Task list:
(1) Using the article on sanctions, answer these:
(a) About how many banks does SPFS link to?
(b) Who gave a hint about possible Russian retaliation for the sanctions?
(c) Which sector is joined by mining to form OGAM?
(2) From the article on sanctions, list every term that the letters of MICIMATT stand for.

------ Selected extract ------

Additionally, Moscow already linked its SPFS payment system not only to China but also to India and member nations of the Eurasia Economic Union (EAEU). SPFS already links to approximately 400 banks.

With more Russian companies using SPFS and CIPS, even before they merge, and other maneuvers to bypass SWIFT, such as barter trade – largely used by sanctioned Iran – and agent banks, Russia could make up for at least 50 percent in trade losses.

The key fact is that the flight from the US-dominated western financial system is now irreversible across Eurasia – and that will proceed in tandem with the internationalization of the yuan.

Russia has its own bag of tricks

Meanwhile, we’re not even talking yet about Russian retaliation for these sanctions. Former President Dmitry Medvedev already gave a hint: everything, from exiting all nuclear arms deals with the US to freezing the assets of western companies in Russia, is on the table.

So what does the “Empire of Lies” want? (Putin terminology, on Monday’s meeting in Moscow to discuss the response to sanctions.)

In an essay published this morning, deliciously titled America Defeats Germany for the Third Time in a Century: the MIC, OGAM and FIRE conquer NATO, Michael Hudson makes a series of crucial points, starting with how “NATO has become Europe’s foreign policy-making body, even to the point of dominating domestic economic interests.”

He outlines the three oligarchies in control of US foreign policy:

First is the military-industrial complex, which Ray McGovern memorably coined as MICIMATT (military industrial Congressional intelligence media academia think tank).

Hudson defines their economy base as “monopoly rent, obtained above all from its arms sales to NATO, to West Asian oil exporters and to other countries with a balance-of-payments surplus.”

Second is the oil and gas sector, joined by mining (OGAM). Their aim is “to maximize the price of energy and raw materials so as to maximize natural resource rent. Monopolizing the Dollar Area’s oil market and isolating it from Russian oil and gas has been a major US priority for over a year now, as the Nord Stream 2 pipeline from Russia to Germany threatened to link the western European and Russian economies together.”

------ Data below ------

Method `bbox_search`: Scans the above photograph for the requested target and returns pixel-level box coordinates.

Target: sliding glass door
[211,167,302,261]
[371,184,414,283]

------

Solution set:
(1)
(a) Approximately 400 banks.
(b) Former President Dmitry Medvedev.
(c) The oil and gas sector.

(2) military, industrial, Congressional, intelligence, media, academia, think tank